Lines before the one containing "Target: small plant on rock" are left out; that line and every line after it, through the end of the records, are to be reproduced exactly.

BEGIN Data to process

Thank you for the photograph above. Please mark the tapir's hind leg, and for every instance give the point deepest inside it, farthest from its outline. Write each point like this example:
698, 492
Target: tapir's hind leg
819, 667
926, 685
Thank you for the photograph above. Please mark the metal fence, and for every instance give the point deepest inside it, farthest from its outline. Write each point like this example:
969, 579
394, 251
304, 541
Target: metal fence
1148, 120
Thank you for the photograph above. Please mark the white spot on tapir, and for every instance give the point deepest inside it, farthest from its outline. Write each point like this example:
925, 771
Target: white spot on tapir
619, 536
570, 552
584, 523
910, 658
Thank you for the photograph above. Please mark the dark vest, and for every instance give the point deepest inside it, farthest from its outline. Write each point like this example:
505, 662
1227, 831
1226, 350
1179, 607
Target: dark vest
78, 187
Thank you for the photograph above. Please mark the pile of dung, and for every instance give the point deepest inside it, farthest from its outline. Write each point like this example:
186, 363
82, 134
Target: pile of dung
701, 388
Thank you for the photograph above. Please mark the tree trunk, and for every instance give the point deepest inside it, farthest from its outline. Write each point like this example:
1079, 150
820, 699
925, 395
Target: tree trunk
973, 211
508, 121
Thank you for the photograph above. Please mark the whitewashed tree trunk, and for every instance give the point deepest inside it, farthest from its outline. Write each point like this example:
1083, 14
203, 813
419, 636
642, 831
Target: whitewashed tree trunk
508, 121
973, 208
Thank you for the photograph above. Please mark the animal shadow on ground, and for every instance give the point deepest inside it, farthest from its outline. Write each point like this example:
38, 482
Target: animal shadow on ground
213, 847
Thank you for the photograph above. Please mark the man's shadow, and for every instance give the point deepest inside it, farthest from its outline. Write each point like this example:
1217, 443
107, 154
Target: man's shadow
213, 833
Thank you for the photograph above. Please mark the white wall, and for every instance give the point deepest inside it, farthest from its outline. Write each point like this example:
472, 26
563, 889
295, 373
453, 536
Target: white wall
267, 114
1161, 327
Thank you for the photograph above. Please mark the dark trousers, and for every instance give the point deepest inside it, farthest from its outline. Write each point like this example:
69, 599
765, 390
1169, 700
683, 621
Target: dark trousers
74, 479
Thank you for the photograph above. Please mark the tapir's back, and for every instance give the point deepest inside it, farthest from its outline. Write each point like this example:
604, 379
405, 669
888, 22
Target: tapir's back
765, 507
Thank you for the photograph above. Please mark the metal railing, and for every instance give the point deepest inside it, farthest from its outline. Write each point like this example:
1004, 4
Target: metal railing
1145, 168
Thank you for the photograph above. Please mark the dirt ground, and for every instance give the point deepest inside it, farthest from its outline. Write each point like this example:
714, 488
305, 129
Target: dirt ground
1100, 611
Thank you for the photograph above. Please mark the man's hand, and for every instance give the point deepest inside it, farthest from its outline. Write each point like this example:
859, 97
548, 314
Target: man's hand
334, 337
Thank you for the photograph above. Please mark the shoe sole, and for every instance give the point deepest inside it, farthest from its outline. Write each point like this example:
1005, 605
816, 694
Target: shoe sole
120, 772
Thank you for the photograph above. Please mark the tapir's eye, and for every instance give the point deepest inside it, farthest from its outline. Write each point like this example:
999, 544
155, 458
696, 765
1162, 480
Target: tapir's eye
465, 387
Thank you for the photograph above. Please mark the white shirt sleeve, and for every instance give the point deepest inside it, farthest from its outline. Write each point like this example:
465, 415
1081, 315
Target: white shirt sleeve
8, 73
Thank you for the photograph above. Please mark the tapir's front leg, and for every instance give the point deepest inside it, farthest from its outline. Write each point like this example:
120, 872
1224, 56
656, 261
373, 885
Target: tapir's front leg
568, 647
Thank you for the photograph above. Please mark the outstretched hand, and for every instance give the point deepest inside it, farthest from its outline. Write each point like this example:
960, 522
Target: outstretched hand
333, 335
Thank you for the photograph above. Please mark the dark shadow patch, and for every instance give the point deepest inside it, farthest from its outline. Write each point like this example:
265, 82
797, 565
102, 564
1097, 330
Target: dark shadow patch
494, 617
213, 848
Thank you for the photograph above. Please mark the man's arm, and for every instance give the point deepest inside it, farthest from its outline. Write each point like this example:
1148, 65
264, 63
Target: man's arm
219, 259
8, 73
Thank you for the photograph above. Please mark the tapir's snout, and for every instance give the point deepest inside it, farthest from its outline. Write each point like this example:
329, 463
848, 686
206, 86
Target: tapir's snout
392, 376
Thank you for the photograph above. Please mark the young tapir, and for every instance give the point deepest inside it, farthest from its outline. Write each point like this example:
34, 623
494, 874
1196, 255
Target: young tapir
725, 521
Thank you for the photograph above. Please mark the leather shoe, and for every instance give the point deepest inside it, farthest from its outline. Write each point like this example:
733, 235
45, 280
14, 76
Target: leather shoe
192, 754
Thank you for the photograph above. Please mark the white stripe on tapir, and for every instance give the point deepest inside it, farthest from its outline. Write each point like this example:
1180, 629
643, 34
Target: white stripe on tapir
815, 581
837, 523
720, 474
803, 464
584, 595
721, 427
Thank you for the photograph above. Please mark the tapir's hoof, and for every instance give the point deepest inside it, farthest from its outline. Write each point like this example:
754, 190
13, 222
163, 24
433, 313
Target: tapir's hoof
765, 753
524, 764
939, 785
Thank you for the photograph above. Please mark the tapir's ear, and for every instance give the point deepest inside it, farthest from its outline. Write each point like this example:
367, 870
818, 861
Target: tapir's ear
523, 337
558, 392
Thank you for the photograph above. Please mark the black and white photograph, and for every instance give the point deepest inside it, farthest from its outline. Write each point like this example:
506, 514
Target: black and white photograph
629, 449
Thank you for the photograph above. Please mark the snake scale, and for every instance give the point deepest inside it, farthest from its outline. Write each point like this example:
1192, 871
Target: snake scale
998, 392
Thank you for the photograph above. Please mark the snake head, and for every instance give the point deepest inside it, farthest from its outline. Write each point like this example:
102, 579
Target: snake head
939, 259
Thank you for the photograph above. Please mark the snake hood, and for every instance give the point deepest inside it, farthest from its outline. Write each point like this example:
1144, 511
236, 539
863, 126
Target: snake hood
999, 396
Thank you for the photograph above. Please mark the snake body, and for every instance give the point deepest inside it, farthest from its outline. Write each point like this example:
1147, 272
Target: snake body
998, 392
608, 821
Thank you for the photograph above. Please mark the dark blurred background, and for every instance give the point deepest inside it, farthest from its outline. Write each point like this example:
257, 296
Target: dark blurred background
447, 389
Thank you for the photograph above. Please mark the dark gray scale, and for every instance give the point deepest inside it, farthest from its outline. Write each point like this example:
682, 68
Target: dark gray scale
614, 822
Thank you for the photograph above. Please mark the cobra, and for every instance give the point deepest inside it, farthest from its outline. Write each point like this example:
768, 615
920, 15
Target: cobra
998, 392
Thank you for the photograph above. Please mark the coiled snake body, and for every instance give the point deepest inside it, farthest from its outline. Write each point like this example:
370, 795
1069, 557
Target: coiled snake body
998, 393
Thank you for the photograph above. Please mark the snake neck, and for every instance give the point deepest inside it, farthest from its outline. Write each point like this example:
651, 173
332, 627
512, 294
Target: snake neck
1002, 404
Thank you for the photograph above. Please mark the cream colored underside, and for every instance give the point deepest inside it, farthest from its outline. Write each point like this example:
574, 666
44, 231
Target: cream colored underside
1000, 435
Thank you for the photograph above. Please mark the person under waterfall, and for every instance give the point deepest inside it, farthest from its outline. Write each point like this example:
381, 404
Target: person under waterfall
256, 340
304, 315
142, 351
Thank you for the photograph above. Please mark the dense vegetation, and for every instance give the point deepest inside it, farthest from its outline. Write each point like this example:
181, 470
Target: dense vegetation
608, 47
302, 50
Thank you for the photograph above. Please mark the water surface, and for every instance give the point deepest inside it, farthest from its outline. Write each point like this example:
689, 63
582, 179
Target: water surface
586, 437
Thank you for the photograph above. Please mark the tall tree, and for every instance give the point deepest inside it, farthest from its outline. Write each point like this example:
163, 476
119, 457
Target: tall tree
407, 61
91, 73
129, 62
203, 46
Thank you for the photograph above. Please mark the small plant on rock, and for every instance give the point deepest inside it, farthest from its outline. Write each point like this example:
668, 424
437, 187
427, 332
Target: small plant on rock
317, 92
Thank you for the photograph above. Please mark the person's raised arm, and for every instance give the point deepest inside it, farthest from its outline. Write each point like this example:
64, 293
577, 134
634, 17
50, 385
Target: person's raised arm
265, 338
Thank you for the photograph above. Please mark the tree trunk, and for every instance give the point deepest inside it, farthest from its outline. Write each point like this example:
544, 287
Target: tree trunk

END Data to process

Output for this task –
Target: small plant on rock
317, 92
Thank you for the photograph above. Please mark the person's raised arm, and for every instance give the point deepest inside it, farthest from its outline. Write each point like this example:
64, 293
577, 134
634, 17
50, 385
Target: person's raised arm
265, 338
Thank you for the photograph above. Please mark the tree trunk, and for every instance give the point deepest inside it, farthest from its outline. Write each point like this example:
544, 287
Target: tree trunk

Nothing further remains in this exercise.